* **WHAT YOU HAVE TO DO**
Write each entry again exactly as shown, but without the images it holds.

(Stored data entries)
○ ○ ○ ○
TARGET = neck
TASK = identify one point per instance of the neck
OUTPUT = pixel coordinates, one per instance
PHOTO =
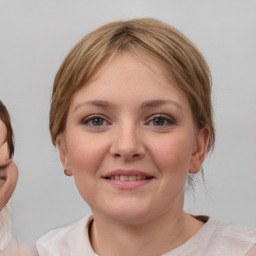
(5, 227)
(156, 237)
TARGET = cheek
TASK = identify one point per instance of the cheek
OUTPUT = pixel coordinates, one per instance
(85, 153)
(173, 154)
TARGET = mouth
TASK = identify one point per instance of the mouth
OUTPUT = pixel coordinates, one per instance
(128, 177)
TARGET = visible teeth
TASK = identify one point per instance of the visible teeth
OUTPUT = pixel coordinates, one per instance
(132, 177)
(122, 177)
(128, 178)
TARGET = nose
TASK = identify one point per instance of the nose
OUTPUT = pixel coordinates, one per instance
(127, 144)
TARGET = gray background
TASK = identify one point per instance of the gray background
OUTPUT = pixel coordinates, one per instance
(36, 35)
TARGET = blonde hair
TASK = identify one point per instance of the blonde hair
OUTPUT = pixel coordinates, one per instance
(5, 117)
(182, 60)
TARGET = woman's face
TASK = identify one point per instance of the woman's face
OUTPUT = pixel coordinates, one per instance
(130, 141)
(8, 169)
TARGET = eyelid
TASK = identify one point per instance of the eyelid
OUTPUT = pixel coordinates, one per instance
(169, 118)
(87, 119)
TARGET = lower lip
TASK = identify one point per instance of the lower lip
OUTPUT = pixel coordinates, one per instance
○ ○ ○ ○
* **ANSWER TO THIS PROBLEM**
TARGET = neck
TASK = identify one point per instance of the neck
OUTPUT = pixel coordinates, one per instance
PHOTO =
(5, 227)
(156, 237)
TARGET = cheek
TASK = identify one point per instance of the cheek
OUTPUT = pixel coordinates, one per instance
(85, 153)
(173, 154)
TARGET = mouth
TASK = identify one point per instance of the mouth
OUTPUT = pixel coordinates, one per instance
(128, 177)
TARGET = visible teeth
TASK = identify one point per instance of the visible teeth
OUTPUT = pixel coordinates, one per instance
(132, 177)
(122, 177)
(128, 178)
TARGET = nose
TASK = identify one point per instance of the nose
OUTPUT = pixel coordinates, one per instance
(127, 144)
TARGET = gray background
TASK = identify one point per instance of the gray background
OUTPUT = pixel coordinates, one per instance
(36, 35)
TARGET = blonde hair
TASK = identify one point per instance of the blonde hair
OUTPUT = pixel coordinates, one per instance
(5, 117)
(182, 60)
TARGET = woman's face
TASK = identify one point per instance of the woman's face
OUTPUT = pixel coordinates, one per instance
(130, 141)
(8, 169)
TARGET = eyelid
TASK = identify one point per instance of the eyelid
OUTPUT = pixel coordinates, one per instance
(169, 118)
(87, 119)
TARGET = lower lip
TASK = identify one point per instance of the lower lip
OUTPUT = pixel coordinates, one per instance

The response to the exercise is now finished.